## START Text extract

Over the next two days, parapolice groups deployed across the country to carry out several other coordinated attacks and targeted kidnappings. At least eight others — including a 10-year-old girl — were killed in these attacks while several others remain disappeared, according to La Prensa.

The latest bloodshed comes after at least 20 individuals were killed July 8 by parapolice groups in western Carazo department. Since April 18, the Nicaraguan Association for Human Rights (Asociación Nicaragüense Pro Derechos Humanos – ANDPH) has recorded at least 351 deaths, more than 2,000 injuries, nearly 330 kidnappings, hundreds of disappearances and the possible presence of clandestine graves.

InSight Crime Analysis

The Nicaraguan government has issued blanket denials about its responsibility, pointing the finger instead at “terrorists” who it says are targeting police.

## END Text extract
## START Listing

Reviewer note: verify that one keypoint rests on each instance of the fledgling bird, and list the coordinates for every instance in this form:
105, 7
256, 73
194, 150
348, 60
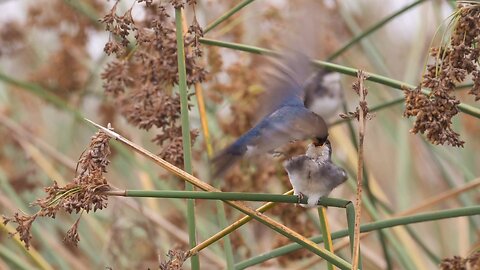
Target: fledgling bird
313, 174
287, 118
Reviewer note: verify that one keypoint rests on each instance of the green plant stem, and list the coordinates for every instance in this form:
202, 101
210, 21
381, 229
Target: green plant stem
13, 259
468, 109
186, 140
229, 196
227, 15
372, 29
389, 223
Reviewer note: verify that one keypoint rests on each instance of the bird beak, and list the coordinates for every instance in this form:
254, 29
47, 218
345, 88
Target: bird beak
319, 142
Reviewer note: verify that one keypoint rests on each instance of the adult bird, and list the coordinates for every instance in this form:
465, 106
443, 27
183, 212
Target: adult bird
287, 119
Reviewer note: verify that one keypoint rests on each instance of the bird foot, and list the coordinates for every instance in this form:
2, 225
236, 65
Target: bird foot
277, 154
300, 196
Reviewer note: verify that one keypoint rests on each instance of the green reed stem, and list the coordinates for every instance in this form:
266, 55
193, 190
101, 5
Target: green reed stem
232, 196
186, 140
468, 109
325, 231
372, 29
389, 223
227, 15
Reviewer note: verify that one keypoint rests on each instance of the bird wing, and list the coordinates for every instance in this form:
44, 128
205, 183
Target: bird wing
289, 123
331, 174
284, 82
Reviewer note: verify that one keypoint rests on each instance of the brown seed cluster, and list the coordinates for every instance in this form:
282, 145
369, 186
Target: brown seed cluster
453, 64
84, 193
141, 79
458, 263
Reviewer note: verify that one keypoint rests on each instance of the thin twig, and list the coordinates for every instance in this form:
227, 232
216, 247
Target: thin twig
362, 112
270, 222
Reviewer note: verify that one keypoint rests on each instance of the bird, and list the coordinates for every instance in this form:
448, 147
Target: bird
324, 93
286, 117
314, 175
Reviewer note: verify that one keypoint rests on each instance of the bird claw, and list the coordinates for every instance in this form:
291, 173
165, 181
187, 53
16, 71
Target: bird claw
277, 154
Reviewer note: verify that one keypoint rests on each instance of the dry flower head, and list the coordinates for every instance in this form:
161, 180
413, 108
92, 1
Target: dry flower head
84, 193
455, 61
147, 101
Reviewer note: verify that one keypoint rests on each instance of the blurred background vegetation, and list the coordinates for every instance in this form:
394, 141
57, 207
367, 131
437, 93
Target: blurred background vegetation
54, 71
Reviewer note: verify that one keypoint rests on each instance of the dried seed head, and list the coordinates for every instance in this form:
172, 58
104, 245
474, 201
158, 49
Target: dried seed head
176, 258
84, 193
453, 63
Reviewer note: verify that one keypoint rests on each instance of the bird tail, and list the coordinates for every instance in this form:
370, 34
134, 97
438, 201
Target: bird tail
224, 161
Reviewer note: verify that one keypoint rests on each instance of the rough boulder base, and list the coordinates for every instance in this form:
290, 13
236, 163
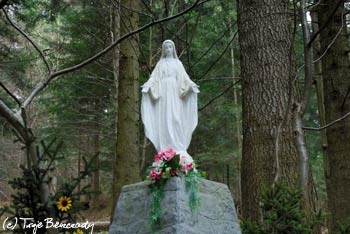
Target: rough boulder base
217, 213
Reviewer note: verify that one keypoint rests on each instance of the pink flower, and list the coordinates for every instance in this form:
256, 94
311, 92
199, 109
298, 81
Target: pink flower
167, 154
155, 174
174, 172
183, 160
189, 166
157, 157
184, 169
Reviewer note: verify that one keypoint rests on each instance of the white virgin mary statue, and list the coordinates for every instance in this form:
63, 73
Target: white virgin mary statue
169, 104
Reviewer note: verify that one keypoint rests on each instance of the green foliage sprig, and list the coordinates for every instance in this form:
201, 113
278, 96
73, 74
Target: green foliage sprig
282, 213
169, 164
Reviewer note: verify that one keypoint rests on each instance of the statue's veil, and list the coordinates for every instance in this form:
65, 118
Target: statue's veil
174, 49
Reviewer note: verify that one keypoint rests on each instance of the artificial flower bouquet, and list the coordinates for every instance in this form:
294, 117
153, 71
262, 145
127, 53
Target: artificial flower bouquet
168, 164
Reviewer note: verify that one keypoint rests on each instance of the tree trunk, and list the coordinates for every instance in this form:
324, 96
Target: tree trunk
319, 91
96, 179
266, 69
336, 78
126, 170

## END Listing

* **What you have to do**
From the Nicaragua text above, set down word for word the passage that begins at the words "InSight Crime Analysis" and stops after the words "are targeting police.".

* **Written solution**
InSight Crime Analysis

The Nicaraguan government has issued blanket denials about its responsibility, pointing the finger instead at “terrorists” who it says are targeting police.